**Potongan Dokumen**:
- - -
Klik Film, salah satu medium OTT memproduksi lagi film kelasnya sendiri yakni Enam Batang. Melalui arahan Eman Pradipta dengan Anggoro Saronto dan Ervina Isleyen sebagai penulisnya, Enam Batang menambah panjang daftar film-film dalam negeri produksi Klik Film. Film tentang drama pernikahan ini diperankan antara lain oleh Omar Daniel, Ersya Aurelia, dan Angela Gilsha. Melihat nama sang produser, Ervina, yang ternyata juga ikut menulis, seperti apa jadinya cerita Enam Batang ini?
- - -
Tuliskan semua nama orang yang disebut dalam potongan dokumen tentang film Enam Batang. Baris-baris berikut tidak perlu dipakai.

**Data yang Diberikan**:
- - -
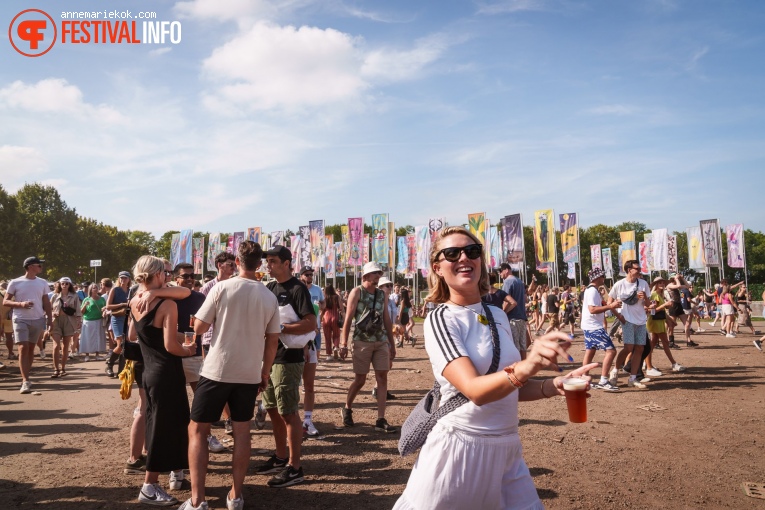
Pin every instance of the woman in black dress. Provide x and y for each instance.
(167, 405)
- - -
**Hasil Latihan**:
Eman Pradipta, Anggoro Saronto, Ervina Isleyen, Omar Daniel, Ersya Aurelia, Angela Gilsha